PROBLEM DESCRIPTION
Word for word, and without a single picture, repeat the entries.

*** Opening RECORDS SUPPLIED ***

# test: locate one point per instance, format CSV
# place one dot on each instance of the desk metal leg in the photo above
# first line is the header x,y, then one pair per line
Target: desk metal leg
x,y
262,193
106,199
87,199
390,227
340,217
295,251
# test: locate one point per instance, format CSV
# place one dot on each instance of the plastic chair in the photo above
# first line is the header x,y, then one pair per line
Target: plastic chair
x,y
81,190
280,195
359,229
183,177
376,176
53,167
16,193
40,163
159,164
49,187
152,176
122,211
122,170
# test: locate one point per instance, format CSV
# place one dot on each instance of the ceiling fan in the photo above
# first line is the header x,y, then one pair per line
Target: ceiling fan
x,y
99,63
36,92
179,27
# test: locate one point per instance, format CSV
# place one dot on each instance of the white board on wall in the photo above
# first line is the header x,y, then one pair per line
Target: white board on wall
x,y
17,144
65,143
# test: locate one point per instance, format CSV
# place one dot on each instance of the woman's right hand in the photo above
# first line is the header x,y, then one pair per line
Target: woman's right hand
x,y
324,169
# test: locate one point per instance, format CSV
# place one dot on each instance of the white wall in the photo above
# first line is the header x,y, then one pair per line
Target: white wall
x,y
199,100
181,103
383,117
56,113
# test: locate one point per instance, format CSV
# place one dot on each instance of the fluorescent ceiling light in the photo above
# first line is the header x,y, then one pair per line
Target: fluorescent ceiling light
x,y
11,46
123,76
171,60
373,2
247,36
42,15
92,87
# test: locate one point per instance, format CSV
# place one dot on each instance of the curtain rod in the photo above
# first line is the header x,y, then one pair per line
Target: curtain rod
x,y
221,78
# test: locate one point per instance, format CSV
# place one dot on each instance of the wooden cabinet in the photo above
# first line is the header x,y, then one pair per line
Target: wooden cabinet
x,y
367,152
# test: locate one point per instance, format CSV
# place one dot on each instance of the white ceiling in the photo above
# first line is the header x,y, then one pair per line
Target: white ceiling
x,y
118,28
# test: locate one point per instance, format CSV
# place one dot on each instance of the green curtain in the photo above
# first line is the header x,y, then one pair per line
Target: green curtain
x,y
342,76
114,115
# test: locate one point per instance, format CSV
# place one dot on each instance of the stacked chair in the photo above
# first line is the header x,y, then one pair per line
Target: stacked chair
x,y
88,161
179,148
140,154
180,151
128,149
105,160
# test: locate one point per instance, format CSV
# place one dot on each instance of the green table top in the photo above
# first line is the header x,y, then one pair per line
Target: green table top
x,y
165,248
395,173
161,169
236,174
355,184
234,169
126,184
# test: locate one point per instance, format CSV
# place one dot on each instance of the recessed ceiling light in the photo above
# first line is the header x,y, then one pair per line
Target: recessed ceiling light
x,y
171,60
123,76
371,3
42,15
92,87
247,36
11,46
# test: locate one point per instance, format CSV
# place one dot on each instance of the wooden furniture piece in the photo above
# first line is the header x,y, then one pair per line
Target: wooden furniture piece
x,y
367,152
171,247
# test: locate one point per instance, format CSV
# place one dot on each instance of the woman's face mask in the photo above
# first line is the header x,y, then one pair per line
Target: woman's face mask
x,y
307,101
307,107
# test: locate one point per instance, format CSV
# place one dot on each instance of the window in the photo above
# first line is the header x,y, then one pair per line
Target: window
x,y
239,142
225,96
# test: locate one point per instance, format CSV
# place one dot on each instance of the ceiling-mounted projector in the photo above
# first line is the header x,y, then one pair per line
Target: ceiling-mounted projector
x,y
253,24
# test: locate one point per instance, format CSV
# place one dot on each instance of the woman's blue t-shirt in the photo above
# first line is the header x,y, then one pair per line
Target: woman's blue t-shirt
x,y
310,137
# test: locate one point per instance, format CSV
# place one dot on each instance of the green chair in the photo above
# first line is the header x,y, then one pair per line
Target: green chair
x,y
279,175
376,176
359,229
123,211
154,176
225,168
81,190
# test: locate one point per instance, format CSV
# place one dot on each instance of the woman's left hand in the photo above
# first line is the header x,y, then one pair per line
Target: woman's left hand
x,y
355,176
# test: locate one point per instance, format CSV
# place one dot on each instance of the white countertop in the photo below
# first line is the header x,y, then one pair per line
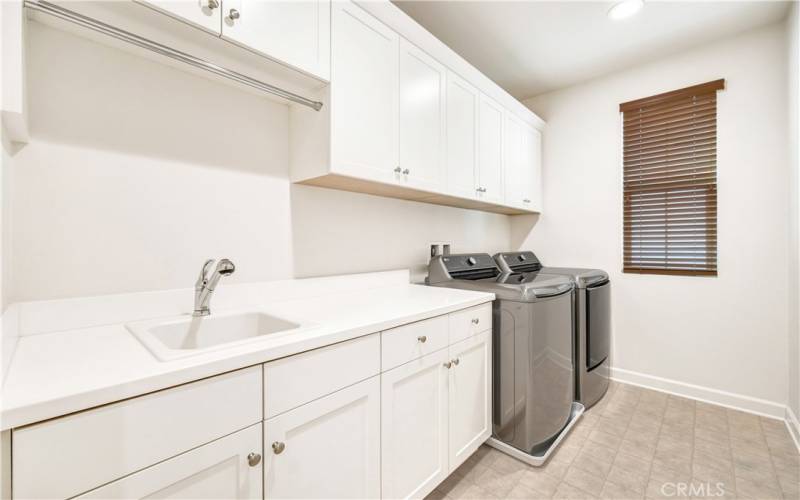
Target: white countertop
x,y
56,373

*** Closing RECORDS SUPPLIED ***

PROBLEM SOLUTION
# test: locate one point per instance, format CSV
# place one dot on each instance of the desk metal leg in the photo above
# first line is the header x,y, then one pair per line
Target: desk metal leg
x,y
262,193
106,199
87,199
390,227
340,217
295,251
# test: locate one point per instance, format CSV
# place one dot on each instance of the plastic chair in the photo above
# first line is the header x,y, then one pair per line
Target: plastic chair
x,y
81,190
280,195
359,229
183,177
376,176
53,167
16,193
40,163
159,164
49,187
152,176
122,211
122,170
# test: locate one point per instance, format CSV
# place one dot on each instance of the ceiling fan in the photo above
# first line is the header x,y, then one pair per line
Target: ceiling fan
x,y
99,63
36,92
179,27
# test: locate one point per instance, format CSV
# place one dot on each instance of the white board on wall in the photo above
# first line is the header x,y, then one pair per line
Target: white board on wall
x,y
17,144
65,143
# test: locate one point per instance, format CSV
# place one dot on each instance of the woman's right hand in the photo above
# first line is the header x,y, then one pair per line
Target: woman's right hand
x,y
324,169
# test: locate one point per instance, format CSV
# place one dot on each instance of the white wall in the photo above
# first line is the header x,y, then one pair per line
Target: white wall
x,y
199,100
181,103
383,117
56,113
# test: locate one point per instance, format CSV
# place one dot on each instance of the fluorescent ceiling light in the photo above
# first line is the header x,y, then one pair per line
Target: fluorescent ceiling light
x,y
11,46
123,76
171,60
373,2
247,36
42,15
92,87
# test: locate one point per instance, format CSV
# place one dot on each instance of the curtain rod in the photo above
# first line is the header x,y, then one pair per line
Target: curtain rod
x,y
221,78
# test: locate one point per instance, format CSV
# place one dot on each instance of the wooden cabinet in the photo above
# first line is the header x,y, then one pair per line
Target: wooden cabinet
x,y
367,152
# test: locate one point per instance, format CSV
# place one dot on each instance of the white ceiling in the photo above
# first line is the header x,y, then one pair per line
Target: white ceiling
x,y
118,28
# test: locate one point per instance, format CSV
# place one dot on each instance of the green curtain in the photo above
# first line is the header x,y, then one pair per line
Target: green curtain
x,y
342,76
114,115
# test: locate one point per instance, format CSV
# place one dot on each instance of the stacked chair in the photo above
# first line is the header x,y, then one pair per line
Target: stacked chair
x,y
88,161
179,148
140,154
180,151
128,149
105,160
# test: locate one point per instance, format CSV
# place one dot on each instance of the green table top in the photo above
# first line is the header x,y, then one pair per line
Target: green table top
x,y
165,248
395,173
161,169
236,174
355,184
234,169
126,184
# test: locate one point per instance, format CSV
# place one dot on each instance of the recessed ceiling light in the photo above
# first line is the header x,y, then one pair per line
Target: recessed ceiling light
x,y
171,60
123,76
371,3
42,15
92,87
247,36
11,46
# test: locate one point per instance, format CSV
# place one dot on each instance of the wooden furniture piece in the photo above
# first line is the header x,y, then one pair per line
Target: wooden furniture piece
x,y
367,152
171,247
# test: locate one point per instance, format CSV
# place one dot on each instance of the woman's face mask in the photo above
# first line is the header x,y, then one pair per line
Target: woman's face mask
x,y
307,101
307,107
# test: locate one point per instance, format CSV
# place one dot on each instance of the window in the photo above
# first line is the header x,y, then one pair per line
Target: window
x,y
239,142
225,96
# test: locate one point per instance, format CSV
# place one dot on each instance of the ceiling-mounted projector in the photo above
# first line is the header x,y, then one pair per line
Target: ceiling-mounted projector
x,y
253,24
# test: locate one point per instance, format CSV
# place one dot on each instance of the woman's blue t-shirt in the photo above
# first line is the header x,y, then one pair per line
Target: woman's blue t-shirt
x,y
310,137
# test: locate one point per instance, format CSV
# place one dot on each instance of the green chair in the photo above
# first line is the header x,y, then one pair per line
Target: green chair
x,y
279,175
376,176
359,229
123,211
154,176
225,168
81,190
# test: locate one point per instance, format CSV
# place one dot on each instance of the woman's left hand in the photo above
# first line is the header x,y, then one pair per line
Target: woman's left hand
x,y
355,176
# test: locate one point per instance, format CSV
# place one dot on each instance of the white countertop in the photo below
# first line is the header x,y, then one pair per line
Target: white countertop
x,y
56,373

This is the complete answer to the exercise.